*What to work on:* Give a verbatim quotation of every record.

_____

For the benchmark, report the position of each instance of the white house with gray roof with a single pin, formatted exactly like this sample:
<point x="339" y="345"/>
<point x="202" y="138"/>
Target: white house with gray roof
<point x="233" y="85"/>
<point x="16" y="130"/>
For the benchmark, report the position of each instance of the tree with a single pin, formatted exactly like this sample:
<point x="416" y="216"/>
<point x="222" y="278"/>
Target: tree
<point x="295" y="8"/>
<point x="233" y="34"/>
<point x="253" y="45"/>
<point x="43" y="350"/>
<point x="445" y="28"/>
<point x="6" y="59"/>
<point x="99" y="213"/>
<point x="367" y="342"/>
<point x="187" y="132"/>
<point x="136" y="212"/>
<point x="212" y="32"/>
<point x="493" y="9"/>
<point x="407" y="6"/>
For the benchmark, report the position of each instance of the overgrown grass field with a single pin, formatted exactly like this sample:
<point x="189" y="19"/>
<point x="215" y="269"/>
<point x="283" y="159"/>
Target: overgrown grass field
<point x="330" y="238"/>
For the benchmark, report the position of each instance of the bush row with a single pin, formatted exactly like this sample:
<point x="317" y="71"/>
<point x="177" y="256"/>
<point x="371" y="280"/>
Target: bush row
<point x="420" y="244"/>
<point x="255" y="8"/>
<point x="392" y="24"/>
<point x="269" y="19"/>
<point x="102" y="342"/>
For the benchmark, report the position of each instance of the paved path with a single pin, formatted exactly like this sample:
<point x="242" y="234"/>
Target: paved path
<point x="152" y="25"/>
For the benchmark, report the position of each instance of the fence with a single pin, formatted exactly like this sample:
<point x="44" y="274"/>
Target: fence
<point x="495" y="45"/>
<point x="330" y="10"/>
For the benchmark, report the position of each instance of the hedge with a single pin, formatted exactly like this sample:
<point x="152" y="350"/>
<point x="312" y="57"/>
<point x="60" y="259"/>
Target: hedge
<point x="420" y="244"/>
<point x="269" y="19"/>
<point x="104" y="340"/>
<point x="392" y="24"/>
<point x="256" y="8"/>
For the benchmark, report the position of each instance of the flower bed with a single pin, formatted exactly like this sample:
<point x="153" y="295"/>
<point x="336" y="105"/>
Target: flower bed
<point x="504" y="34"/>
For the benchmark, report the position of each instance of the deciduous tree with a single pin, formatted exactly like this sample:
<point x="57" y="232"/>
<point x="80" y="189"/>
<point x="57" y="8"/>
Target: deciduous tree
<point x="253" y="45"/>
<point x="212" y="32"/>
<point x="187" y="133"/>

_____

*The output:*
For the benchmark, report the position of each instance of the white house with gray roof with a single pin, formatted exactly like this sample:
<point x="339" y="345"/>
<point x="202" y="138"/>
Target: white house with gray roof
<point x="233" y="85"/>
<point x="16" y="130"/>
For the benchmark, report the position of each instance of the tree with a single pin, formatted exactly like this sample:
<point x="416" y="216"/>
<point x="222" y="278"/>
Target: tree
<point x="295" y="8"/>
<point x="233" y="34"/>
<point x="253" y="45"/>
<point x="43" y="350"/>
<point x="445" y="28"/>
<point x="6" y="59"/>
<point x="99" y="213"/>
<point x="367" y="342"/>
<point x="187" y="132"/>
<point x="136" y="212"/>
<point x="212" y="32"/>
<point x="493" y="9"/>
<point x="407" y="6"/>
For the benchmark, report the position of each instance of the overgrown grass field with a single pin, formatted exactly like this sample:
<point x="189" y="19"/>
<point x="215" y="269"/>
<point x="283" y="159"/>
Target: overgrown grass field
<point x="330" y="238"/>
For the benchmark, report the position of each instance of the bush row with a single pin, formatted exactly like this sample:
<point x="317" y="71"/>
<point x="177" y="256"/>
<point x="371" y="280"/>
Target: bush row
<point x="420" y="244"/>
<point x="255" y="8"/>
<point x="392" y="24"/>
<point x="269" y="19"/>
<point x="102" y="342"/>
For the benchmark, report the position of each instance of the paved path with a single pin, formatted exactly like this sample:
<point x="242" y="234"/>
Target: paved path
<point x="152" y="25"/>
For the benchmark, report the position of each instance of the fence with a single pin, formatted exactly like this sample:
<point x="44" y="274"/>
Target: fence
<point x="495" y="45"/>
<point x="330" y="10"/>
For the benchmark, report the position of each instance of the hedge with a single pin, formatted exactly like this sample:
<point x="152" y="350"/>
<point x="312" y="57"/>
<point x="60" y="259"/>
Target: hedge
<point x="420" y="244"/>
<point x="269" y="19"/>
<point x="104" y="340"/>
<point x="392" y="24"/>
<point x="256" y="8"/>
For the benchmark, report the position of each instance of the flower bed with a single pin, formatted exactly like this sample:
<point x="153" y="295"/>
<point x="336" y="105"/>
Target: flower bed
<point x="504" y="34"/>
For the benchmark, report the position of each instance of the deciduous tree with a single pin, formatted exactly like this sample:
<point x="57" y="232"/>
<point x="80" y="189"/>
<point x="57" y="8"/>
Target: deciduous tree
<point x="253" y="45"/>
<point x="212" y="32"/>
<point x="187" y="133"/>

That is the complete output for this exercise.